- [What is being asked]:
Reproduce the records below exactly, but only between the lines holding "<point>666,254</point>" and "<point>46,507</point>", inclusive.

Start of Block

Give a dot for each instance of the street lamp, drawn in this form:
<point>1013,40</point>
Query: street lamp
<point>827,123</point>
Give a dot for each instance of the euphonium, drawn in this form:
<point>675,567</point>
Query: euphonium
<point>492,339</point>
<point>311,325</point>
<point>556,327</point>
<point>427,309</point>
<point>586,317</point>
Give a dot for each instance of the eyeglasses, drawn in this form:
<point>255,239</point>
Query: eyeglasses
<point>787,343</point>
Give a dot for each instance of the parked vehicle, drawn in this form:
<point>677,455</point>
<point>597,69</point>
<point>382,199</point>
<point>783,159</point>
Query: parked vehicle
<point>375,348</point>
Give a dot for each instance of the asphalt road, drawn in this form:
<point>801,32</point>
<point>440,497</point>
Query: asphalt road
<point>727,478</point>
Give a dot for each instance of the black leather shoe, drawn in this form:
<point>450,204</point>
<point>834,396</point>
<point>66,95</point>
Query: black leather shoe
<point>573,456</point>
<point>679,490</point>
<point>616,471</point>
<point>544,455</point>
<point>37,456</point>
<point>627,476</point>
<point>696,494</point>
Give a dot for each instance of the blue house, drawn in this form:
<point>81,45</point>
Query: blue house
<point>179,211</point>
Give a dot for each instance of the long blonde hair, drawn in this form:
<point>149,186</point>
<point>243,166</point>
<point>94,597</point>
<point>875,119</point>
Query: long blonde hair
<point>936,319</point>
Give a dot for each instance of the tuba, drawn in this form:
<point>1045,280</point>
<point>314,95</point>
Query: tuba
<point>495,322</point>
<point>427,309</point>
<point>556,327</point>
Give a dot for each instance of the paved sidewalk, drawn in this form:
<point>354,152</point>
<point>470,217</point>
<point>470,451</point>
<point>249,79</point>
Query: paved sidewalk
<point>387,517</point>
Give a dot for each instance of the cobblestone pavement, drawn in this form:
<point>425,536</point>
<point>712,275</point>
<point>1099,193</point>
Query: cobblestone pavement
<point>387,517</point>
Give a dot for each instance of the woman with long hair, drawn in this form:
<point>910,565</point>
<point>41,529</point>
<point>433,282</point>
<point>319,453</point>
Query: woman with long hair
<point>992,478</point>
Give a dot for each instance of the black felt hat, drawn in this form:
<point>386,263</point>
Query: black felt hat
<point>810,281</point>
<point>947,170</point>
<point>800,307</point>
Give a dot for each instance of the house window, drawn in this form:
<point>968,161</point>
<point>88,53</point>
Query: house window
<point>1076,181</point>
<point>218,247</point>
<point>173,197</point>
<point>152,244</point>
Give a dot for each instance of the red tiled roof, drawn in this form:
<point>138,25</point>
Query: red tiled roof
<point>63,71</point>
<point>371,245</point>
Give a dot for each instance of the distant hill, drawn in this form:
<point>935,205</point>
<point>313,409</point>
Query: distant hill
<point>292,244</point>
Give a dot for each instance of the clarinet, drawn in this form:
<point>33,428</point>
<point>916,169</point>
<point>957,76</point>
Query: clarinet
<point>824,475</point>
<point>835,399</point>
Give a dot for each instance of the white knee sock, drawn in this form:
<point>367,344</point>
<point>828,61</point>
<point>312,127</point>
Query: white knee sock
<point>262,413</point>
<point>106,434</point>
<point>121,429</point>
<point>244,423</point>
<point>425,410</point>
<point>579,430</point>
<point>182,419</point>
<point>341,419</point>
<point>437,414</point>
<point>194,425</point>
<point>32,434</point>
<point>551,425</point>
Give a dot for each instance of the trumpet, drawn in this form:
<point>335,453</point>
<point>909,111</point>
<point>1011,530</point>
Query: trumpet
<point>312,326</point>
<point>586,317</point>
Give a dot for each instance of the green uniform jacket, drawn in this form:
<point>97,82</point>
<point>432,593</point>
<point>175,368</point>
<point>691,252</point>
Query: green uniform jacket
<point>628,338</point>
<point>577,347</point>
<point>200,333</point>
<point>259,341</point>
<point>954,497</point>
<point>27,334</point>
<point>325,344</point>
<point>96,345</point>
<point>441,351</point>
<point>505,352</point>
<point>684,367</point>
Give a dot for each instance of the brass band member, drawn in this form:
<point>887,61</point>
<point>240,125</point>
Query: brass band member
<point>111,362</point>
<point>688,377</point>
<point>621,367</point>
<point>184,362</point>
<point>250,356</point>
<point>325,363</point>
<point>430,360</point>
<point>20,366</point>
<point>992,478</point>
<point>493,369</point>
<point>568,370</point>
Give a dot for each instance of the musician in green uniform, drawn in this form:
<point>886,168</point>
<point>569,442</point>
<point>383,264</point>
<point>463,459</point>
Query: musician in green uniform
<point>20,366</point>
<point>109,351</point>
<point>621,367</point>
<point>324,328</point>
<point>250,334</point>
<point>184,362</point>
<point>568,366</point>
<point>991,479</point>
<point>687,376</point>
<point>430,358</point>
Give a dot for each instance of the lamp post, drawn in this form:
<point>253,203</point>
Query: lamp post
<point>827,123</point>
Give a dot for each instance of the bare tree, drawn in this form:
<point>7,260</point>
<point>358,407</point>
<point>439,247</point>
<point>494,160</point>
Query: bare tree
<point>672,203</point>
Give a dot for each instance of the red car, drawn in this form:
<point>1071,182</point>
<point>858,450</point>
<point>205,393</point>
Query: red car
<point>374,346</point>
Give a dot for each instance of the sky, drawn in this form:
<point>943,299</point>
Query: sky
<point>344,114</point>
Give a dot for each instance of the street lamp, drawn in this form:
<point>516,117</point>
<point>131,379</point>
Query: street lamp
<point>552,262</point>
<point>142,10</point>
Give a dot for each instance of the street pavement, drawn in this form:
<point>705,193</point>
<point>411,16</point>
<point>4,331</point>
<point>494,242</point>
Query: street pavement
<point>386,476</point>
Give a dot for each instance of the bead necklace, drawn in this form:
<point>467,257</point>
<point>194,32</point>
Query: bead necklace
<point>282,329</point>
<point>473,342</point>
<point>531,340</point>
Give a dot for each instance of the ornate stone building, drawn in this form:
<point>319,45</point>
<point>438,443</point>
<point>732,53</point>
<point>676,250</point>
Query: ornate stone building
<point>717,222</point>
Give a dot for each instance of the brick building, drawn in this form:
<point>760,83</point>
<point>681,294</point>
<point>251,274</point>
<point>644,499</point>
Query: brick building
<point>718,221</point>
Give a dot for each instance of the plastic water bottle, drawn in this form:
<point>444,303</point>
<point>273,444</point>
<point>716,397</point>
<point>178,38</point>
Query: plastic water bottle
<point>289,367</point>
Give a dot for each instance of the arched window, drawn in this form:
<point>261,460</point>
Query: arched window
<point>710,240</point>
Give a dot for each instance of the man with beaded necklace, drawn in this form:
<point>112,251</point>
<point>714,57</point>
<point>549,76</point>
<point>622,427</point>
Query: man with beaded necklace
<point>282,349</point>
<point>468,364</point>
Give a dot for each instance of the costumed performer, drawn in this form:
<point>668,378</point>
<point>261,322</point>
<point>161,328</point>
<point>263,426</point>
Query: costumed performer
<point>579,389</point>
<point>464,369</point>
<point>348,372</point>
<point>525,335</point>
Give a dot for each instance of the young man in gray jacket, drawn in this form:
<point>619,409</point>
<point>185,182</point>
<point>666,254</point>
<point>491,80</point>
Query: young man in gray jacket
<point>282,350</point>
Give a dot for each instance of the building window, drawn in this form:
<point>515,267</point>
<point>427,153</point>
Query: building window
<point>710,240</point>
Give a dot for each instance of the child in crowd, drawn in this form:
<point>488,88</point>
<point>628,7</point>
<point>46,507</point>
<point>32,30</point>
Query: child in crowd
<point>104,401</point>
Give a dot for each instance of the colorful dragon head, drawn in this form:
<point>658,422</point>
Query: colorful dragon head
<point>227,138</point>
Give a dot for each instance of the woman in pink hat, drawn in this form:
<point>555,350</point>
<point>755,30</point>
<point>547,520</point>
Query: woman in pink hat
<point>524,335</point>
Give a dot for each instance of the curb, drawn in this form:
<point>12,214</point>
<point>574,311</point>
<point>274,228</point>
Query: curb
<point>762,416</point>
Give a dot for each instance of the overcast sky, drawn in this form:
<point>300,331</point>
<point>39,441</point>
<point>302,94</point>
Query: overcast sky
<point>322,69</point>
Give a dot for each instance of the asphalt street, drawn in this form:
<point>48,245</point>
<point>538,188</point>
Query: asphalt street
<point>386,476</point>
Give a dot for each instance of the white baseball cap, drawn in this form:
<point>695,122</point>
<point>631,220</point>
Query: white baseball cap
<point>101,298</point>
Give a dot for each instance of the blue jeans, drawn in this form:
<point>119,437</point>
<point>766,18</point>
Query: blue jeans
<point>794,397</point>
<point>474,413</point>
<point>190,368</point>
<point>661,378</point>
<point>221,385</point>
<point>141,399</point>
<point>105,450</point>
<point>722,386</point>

End of Block

- [Expected output]:
<point>666,254</point>
<point>491,80</point>
Query: young man in gray jacket
<point>282,350</point>
Give a dot for each instance of the building window, drawn in this form:
<point>515,267</point>
<point>427,153</point>
Query: building window
<point>710,240</point>
Give a dot for each instance of the child in crowd, drawn in this form:
<point>488,88</point>
<point>628,7</point>
<point>46,507</point>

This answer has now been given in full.